[Some records]
^^^^^^^^^^^^^^^^

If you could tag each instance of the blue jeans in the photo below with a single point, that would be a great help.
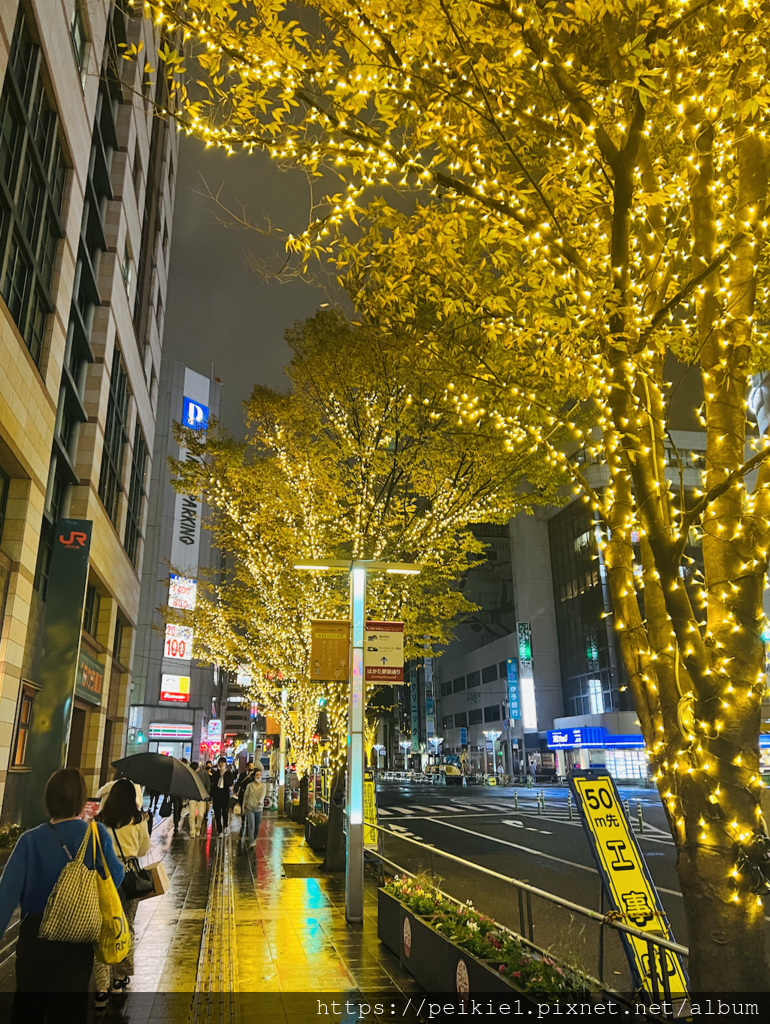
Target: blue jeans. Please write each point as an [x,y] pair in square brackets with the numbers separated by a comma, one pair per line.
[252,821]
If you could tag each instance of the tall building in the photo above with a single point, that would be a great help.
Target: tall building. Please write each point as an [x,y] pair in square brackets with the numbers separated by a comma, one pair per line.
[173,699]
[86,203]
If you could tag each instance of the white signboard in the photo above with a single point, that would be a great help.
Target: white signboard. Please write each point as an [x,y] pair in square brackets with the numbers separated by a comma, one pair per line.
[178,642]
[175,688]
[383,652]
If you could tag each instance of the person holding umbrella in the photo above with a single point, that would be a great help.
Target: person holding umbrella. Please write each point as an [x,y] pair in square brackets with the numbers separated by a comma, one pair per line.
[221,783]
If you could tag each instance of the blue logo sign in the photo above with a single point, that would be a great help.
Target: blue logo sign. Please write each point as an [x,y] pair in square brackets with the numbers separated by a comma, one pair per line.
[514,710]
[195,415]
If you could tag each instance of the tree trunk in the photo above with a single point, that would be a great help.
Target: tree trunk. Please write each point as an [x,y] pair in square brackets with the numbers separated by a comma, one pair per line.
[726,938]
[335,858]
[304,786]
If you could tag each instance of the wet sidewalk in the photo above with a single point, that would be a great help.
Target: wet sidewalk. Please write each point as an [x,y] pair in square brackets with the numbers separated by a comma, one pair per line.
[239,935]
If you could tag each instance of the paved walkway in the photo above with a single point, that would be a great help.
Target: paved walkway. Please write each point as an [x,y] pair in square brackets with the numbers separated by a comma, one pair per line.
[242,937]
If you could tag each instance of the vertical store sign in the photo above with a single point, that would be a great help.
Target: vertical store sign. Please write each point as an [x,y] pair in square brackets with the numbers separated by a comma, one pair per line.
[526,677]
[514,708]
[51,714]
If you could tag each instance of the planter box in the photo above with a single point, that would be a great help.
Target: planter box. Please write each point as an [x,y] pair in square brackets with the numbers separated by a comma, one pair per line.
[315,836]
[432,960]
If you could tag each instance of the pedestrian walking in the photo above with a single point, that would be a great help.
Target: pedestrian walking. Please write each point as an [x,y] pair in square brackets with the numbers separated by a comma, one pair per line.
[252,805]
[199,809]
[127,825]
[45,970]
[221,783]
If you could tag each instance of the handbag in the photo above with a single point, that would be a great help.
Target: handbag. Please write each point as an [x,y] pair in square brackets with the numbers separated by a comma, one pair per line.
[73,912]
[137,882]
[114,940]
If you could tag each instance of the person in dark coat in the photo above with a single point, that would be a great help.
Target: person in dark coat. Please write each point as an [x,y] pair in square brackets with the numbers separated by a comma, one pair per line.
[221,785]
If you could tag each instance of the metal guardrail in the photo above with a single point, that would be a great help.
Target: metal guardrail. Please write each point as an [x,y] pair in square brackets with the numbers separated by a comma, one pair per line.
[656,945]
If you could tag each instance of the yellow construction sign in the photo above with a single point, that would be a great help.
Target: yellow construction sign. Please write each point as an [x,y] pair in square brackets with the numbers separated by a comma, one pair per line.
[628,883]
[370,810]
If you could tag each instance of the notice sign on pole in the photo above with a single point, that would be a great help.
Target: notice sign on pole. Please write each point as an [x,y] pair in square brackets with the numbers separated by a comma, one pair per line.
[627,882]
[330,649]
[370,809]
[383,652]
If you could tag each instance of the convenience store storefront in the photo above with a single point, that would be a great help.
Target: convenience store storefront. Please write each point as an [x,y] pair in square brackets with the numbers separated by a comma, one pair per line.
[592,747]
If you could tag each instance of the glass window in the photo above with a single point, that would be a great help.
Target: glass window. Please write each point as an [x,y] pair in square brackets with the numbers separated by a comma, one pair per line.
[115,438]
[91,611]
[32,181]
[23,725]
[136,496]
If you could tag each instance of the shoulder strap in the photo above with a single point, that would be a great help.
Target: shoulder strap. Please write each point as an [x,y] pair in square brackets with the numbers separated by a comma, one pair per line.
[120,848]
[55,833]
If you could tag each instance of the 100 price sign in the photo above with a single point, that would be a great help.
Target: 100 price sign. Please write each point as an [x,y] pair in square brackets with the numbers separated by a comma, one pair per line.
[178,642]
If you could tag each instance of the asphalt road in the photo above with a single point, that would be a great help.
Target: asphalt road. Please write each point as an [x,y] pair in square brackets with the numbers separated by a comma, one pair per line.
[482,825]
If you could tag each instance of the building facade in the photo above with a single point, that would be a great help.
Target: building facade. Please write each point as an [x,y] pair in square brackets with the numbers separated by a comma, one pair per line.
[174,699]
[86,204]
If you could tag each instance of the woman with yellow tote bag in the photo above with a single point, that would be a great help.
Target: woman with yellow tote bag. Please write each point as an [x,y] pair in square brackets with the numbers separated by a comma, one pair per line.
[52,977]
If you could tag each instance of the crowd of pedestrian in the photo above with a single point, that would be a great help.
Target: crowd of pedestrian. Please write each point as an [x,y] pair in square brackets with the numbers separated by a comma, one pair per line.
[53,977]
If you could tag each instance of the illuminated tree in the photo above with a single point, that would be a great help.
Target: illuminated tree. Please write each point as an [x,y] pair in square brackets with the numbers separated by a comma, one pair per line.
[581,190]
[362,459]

^^^^^^^^^^^^^^^^

(EXERCISE OBJECTIVE) Rewrite every row above with "that would be a great help" changed to "it would be much appreciated" and all other text left as it is. Omit the pictures from your version.

(WRITTEN SOLUTION)
If you could tag each instance of the blue jeans in the photo below with a single point, it would be much appreciated.
Target: blue jeans. Please write each point as an [x,y] pair in square brackets with the numbers separated by a comma, one pair per line.
[252,821]
If you could tag each instance of the tall building in the photo above with a single point, it would be much appreciated.
Target: tall building. Please write each point as an [x,y] pair in square brackets with the numbers separated by a comma, one pair per line.
[173,699]
[86,203]
If you could tag each instance of the white signboard in the photo above with a single point, it would be much appreciated.
Target: white signboard. Please write each point as an [x,y] pair in square brackets with the numbers separated by a comma, one pair per line.
[178,642]
[175,688]
[383,652]
If you could tag each instance of the person holding umbrella in the photo above with a single point, it would be much appreciated.
Target: person holding umbrella. Please write each point as an [x,y] pair in square brackets with the numbers separated by a comma, one pair per line.
[221,783]
If you could tag each instance of the blue logo sign in the photo above with a single point, it would be much appreciated.
Target: blue logo sign. Please write each point as an [x,y] pair in square brackets with the numbers separated by a comma, one pair per line.
[514,710]
[195,415]
If you could tag each instance of the tree trunk in the photo above with a single point, it would be much appreciated.
Target: tree trunk. Please write each point as an [x,y] pair in square brackets with the numbers separated by a comma, one pair per line.
[726,938]
[335,858]
[304,786]
If you could tag each instance of the wet sidewalk in the photo above with a single point, it would be much appreciated.
Target: wet sidewalk. Please write each point as an [x,y] pair in square brackets with the numbers separated by a comma, one pair per line.
[239,935]
If you could tag each instance of the paved walkway in the photo above with a single point, it would be much appreciated.
Target: paved walkway. Please write each point as an [x,y] pair in square brackets with the numbers separated by a comma, one pair per line.
[242,937]
If you could tag each instance of the vertical store sign in the photo above with a single point, it would be much appreciated.
Target: vertical store sign. Please write each point as an [x,y] pair in square brackets with the numbers separated by a comma, one pair per line.
[526,677]
[514,708]
[51,714]
If you could tag each instance of the planter box in the photo above with a single point, it would be much appreciated.
Target: planter box. Please write each point as an [x,y] pair in square brackets with the numbers separated by a comma, one pair per line.
[315,836]
[432,960]
If you could tag each instance of the pedestrian walking in the photo above with a single point, it would be much appreciated.
Target: pedestrian walking. Please write each point as an [x,y] pair in square brackets with the numbers separated by a comma, one pair per line.
[252,805]
[199,809]
[127,825]
[45,970]
[221,783]
If you could tag each instance of the handbag in the photo above with a single point, it would be much appreciated.
Target: handbag. Please write each point as an [x,y] pair in square brackets with the numbers separated by a comma, one pair per line.
[73,912]
[137,882]
[114,940]
If you could tag each instance of the person in dark coat in the photo above with a single point, it would be much appreciated.
Target: person in dark coat. Please write each point as an [x,y] pair in square brackets with the numbers separated by a comma, one pair per line.
[221,785]
If you could tag each instance of the metal guardrail in the photo above with a single point, it would be much appreciated.
Target: metal guardrail. Please write each point as an [x,y] pair in square brackets with the numbers separated by a comma, one pair per line.
[656,945]
If you could tag each instance of the yellow construction sign in the photo above with a single point, it would be much appreciated.
Target: yellow construction sign. Please write each point as an [x,y] pair in square brackets with the numbers separated by a comma, one pair per line.
[628,883]
[370,810]
If you could tag each instance of the notice sign on pole in the photo above with a single point, it would be much appreciated.
Target: notice sign on pole. Please write each point as an [x,y] pair in square brackets with the numbers separated by a comma, one pair per line.
[627,882]
[330,649]
[370,809]
[383,652]
If you could tag each instance of the convenience store storefront in the photo above with a single point, it would be much appreciated.
Target: convenience store storefront. Please write each point as an [x,y] pair in square brackets with the numbers separated by a comma, one pair per line.
[592,747]
If you could tag each instance of the glass window in the photo above with a single point, it would be much appreciated.
Target: glass window. Please write each point as an [x,y] pair in square brackets with the numbers separated by a comma, one pair per line.
[115,438]
[91,611]
[32,181]
[23,725]
[136,496]
If you could tag each instance of the shoulder strap in the photo above with a single point, it would be much appreciated.
Target: shoulder strap. Please write each point as an [x,y] pair in square brackets with the numbers separated by a comma, one pair per line.
[120,848]
[55,833]
If you could tag each instance of the 100 price sign in the photo above with a single point, it would be much appreciated.
Target: 100 price sign. Please write each point as an [x,y] pair in square brackets with the numbers separated by a comma, one pair per line.
[178,642]
If you could tag each instance of the asphalt road in the photo above with a single point, it would be much appreciated.
Target: asphalt road. Please write each point as an [x,y] pair in square brackets with the numbers separated by a comma, one pair per line.
[482,825]
If you could tag each instance of the building facade in the photo above with a single point, it would be much appreciated.
Target: building facade. Please write each point as an [x,y] pair in square brackets with the numbers separated by a comma, one pair per line.
[174,699]
[86,204]
If you could tag each instance of the woman with yellow tote bag in the photo above with a single point, it would be much appreciated.
Target: woman with yellow tote bag. Please write each point as an [x,y] pair in square brackets with the numbers separated by a comma, one pair per line.
[52,977]
If you could tag each instance of the crowd of pedestrian in the photo above with a single point, it would be much appreciated.
Target: crowd of pedestrian. Please write each point as an [x,y] pair in square brackets with the numbers separated by a comma, one pair per line.
[53,977]
If you could tag each instance of the illuminated tree in the photo above with a single point, it would be much appreciated.
Target: illuminated tree. Please write each point as an [x,y] pair in square brackets with the numbers separated by a comma, one pair per line.
[581,190]
[362,459]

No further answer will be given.